Exercise goal:
Would you please return the lines of the entries below starting at the line that has "Query: column capital" and ending at the line that has "Query: classical column", both included, exactly as they are?

======== Data excerpts ========

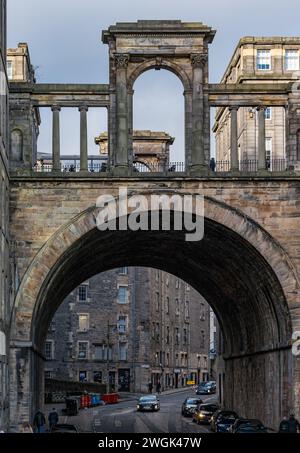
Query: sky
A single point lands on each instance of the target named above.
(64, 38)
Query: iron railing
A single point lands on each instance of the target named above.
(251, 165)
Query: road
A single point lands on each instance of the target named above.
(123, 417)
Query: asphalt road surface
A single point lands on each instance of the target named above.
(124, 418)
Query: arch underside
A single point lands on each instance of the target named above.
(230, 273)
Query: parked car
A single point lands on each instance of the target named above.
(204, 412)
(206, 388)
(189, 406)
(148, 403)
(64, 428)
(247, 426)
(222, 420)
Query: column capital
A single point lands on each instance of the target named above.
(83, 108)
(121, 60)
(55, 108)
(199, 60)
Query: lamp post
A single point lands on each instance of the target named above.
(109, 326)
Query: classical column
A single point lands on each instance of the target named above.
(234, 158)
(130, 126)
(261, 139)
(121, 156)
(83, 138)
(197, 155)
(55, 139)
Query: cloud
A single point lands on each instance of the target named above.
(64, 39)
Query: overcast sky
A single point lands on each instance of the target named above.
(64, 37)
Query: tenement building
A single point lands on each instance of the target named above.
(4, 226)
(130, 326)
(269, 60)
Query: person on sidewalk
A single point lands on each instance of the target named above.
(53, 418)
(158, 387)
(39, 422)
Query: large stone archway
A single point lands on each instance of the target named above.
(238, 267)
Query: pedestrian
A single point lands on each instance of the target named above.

========

Answer for this exercise:
Query: column capital
A single point lands on each instance of the target named above.
(83, 108)
(121, 60)
(55, 108)
(199, 60)
Query: lamp post
A single point lands on each instance of the target named above.
(109, 326)
Query: classical column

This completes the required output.